Exercise goal
Starting at the beginning of the rows and ending at the line containing "146], [108, 146]]", both included, rewrite only those lines with every "result" changed to "output" and all other text left unchanged.

Extracted data entries

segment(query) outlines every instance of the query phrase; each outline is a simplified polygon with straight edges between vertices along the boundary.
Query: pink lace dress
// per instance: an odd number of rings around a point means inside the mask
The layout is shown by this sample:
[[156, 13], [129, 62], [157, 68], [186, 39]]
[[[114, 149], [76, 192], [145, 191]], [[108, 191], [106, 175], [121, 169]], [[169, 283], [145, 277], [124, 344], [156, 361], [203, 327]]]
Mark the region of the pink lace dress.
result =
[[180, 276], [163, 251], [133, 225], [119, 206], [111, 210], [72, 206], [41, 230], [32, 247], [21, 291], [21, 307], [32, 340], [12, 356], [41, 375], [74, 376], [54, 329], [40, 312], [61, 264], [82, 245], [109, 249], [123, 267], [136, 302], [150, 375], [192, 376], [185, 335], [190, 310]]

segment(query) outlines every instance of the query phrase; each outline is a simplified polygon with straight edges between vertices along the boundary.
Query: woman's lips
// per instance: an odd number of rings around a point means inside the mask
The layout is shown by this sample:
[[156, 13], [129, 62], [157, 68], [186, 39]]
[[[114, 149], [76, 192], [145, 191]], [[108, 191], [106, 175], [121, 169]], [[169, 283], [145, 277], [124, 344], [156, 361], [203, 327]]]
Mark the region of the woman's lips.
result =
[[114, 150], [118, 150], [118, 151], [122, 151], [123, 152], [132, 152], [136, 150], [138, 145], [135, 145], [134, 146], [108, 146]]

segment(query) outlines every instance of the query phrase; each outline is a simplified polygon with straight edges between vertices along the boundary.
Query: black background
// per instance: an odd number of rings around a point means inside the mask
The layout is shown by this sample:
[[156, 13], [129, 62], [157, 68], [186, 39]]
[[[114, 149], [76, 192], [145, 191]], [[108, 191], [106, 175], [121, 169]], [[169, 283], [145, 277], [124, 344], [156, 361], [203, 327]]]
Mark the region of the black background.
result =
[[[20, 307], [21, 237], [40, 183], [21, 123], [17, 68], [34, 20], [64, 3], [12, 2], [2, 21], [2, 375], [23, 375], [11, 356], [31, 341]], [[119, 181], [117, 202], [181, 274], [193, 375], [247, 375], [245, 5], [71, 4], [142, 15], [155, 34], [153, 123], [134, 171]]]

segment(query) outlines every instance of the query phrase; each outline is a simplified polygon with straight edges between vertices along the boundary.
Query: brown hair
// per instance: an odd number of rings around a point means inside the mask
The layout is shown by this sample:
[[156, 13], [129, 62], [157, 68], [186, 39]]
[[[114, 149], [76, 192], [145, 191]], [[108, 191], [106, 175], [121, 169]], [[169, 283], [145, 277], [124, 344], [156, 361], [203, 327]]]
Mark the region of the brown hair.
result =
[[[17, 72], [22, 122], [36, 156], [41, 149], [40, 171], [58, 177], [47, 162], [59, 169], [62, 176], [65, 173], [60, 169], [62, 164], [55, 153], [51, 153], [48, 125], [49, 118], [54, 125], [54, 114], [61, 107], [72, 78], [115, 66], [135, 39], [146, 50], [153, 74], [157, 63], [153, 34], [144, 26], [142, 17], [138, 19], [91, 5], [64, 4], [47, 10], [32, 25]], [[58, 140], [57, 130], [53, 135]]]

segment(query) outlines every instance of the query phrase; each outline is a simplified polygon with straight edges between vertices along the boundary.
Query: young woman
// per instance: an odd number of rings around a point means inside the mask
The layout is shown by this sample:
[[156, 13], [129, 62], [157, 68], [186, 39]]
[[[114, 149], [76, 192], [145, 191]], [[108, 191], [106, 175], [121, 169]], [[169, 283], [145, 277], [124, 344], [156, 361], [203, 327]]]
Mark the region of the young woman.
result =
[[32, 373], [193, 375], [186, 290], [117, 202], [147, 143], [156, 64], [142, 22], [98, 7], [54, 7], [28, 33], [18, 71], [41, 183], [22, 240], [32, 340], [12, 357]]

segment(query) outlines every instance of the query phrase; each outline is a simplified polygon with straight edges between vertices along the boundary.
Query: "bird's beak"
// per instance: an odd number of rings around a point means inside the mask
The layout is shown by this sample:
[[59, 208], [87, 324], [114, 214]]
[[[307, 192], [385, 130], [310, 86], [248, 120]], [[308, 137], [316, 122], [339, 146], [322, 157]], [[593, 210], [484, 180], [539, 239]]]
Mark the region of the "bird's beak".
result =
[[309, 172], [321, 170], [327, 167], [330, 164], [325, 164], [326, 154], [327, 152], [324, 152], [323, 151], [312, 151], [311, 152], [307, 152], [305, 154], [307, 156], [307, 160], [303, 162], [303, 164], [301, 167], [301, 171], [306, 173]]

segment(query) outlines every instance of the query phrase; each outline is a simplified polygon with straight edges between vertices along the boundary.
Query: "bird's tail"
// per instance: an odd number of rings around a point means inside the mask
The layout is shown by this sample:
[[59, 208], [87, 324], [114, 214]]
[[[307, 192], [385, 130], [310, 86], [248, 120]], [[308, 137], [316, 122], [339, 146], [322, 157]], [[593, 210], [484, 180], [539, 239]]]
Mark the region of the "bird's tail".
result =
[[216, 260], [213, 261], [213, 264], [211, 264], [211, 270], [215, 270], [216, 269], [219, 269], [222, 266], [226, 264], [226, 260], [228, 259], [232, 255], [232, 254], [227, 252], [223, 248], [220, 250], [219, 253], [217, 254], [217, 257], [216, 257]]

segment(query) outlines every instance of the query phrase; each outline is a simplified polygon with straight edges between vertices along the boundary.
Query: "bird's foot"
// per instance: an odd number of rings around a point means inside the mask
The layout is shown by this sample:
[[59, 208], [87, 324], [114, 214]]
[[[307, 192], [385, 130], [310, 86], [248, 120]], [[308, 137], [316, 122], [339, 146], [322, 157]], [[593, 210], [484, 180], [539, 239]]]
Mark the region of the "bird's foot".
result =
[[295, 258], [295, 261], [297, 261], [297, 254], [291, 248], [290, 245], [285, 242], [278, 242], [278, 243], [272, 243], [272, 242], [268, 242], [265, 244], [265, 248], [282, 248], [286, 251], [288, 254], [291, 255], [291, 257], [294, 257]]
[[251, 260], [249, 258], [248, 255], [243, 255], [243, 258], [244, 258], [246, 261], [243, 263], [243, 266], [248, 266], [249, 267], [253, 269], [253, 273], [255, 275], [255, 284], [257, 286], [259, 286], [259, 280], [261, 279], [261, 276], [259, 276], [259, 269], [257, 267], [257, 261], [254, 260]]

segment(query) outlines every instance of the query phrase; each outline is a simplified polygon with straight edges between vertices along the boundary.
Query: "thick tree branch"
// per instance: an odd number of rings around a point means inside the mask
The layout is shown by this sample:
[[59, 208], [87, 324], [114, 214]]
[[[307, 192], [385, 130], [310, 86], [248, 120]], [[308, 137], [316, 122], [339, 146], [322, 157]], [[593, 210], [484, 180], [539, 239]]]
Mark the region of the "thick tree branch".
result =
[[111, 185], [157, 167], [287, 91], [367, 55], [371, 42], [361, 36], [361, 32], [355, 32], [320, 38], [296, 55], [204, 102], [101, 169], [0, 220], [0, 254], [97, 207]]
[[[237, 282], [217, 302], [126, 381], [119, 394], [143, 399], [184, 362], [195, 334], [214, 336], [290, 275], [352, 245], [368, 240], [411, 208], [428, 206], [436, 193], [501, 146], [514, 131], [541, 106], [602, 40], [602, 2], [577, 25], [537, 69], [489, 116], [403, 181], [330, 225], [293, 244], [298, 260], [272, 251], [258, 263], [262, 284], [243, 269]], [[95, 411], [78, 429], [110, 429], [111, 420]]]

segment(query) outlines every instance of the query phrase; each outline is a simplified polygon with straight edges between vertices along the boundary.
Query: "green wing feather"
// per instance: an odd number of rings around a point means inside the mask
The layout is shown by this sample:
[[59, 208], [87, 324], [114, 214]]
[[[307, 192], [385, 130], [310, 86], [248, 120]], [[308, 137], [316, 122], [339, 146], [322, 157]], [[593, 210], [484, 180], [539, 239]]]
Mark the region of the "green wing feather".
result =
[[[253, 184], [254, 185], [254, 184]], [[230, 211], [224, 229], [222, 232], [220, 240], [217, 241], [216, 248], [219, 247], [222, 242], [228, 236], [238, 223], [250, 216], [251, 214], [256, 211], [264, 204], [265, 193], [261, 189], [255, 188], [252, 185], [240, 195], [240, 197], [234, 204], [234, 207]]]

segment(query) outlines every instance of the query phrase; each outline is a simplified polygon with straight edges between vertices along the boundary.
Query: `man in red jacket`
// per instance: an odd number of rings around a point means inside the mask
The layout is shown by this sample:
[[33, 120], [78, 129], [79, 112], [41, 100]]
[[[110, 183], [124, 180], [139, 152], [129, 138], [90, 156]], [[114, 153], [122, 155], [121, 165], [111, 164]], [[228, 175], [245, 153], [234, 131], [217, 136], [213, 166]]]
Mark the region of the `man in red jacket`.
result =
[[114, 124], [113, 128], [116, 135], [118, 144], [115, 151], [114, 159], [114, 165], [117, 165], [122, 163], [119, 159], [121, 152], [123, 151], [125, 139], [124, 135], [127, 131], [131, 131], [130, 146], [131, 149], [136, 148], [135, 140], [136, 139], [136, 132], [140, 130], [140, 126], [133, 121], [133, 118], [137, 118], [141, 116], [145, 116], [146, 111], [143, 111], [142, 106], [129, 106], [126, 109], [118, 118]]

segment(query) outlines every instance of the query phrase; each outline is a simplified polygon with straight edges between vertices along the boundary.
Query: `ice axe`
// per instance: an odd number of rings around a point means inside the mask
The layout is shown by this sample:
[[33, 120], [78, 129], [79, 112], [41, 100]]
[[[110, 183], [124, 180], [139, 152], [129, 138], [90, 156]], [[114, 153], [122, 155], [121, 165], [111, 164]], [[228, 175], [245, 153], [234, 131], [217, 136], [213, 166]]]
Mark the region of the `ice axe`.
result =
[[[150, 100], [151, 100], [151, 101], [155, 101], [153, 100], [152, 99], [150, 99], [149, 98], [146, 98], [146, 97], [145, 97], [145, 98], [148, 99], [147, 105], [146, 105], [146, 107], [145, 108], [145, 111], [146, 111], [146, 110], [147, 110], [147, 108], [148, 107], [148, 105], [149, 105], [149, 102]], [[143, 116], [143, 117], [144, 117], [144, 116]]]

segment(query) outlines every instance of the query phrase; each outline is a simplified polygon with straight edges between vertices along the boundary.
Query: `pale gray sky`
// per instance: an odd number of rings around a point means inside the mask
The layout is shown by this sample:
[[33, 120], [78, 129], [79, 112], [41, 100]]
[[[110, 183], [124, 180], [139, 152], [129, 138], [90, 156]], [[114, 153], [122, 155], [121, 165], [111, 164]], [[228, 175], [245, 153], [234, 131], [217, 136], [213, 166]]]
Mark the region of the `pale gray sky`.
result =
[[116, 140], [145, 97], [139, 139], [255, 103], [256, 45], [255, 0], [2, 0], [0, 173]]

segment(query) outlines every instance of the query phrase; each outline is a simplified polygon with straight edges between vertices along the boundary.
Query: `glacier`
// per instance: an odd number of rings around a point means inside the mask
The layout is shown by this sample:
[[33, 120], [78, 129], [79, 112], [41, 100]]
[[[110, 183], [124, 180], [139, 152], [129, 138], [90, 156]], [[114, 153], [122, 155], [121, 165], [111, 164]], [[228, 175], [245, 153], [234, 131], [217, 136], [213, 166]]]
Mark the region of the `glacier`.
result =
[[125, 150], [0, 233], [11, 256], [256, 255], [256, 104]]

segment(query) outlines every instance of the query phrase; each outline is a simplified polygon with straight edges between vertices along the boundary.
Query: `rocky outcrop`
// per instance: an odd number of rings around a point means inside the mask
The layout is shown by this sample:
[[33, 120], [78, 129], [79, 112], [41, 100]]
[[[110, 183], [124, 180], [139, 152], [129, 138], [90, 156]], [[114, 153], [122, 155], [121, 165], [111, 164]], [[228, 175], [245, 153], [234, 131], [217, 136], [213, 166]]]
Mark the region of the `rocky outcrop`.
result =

Finished answer
segment(query) outlines every instance of the query phrase; each outline is a simplified polygon with straight edges between vertices along the boundary.
Query: pink lace dress
// per instance: an odd number of rings around a point means inside the mask
The layout is shown by this sample:
[[156, 13], [129, 62], [157, 68], [186, 39]]
[[[114, 149], [76, 192], [145, 191]], [[108, 191], [106, 175], [121, 169]], [[169, 283], [145, 277], [124, 344], [156, 361], [203, 327]]]
Mark the region of the pink lace dress.
output =
[[180, 276], [163, 251], [133, 225], [119, 206], [111, 210], [72, 206], [41, 230], [32, 247], [21, 291], [21, 307], [32, 340], [12, 356], [41, 375], [74, 376], [54, 329], [40, 312], [61, 264], [82, 245], [109, 249], [123, 267], [136, 302], [150, 375], [192, 376], [185, 335], [190, 310]]

segment(query) outlines every instance of the query phrase; each outline is a simplified polygon with straight edges between vertices along the boundary.
Query: woman's lips
// per instance: an odd number of rings around a point means inside the mask
The layout is shown by this sample:
[[156, 13], [129, 62], [157, 68], [186, 39]]
[[[114, 149], [76, 192], [145, 191]], [[108, 191], [106, 175], [121, 169]], [[169, 283], [145, 277], [124, 344], [156, 361], [203, 327]]]
Mark the region of the woman's lips.
output =
[[114, 150], [118, 150], [118, 151], [122, 151], [123, 152], [132, 152], [136, 150], [138, 145], [135, 145], [134, 146], [108, 146]]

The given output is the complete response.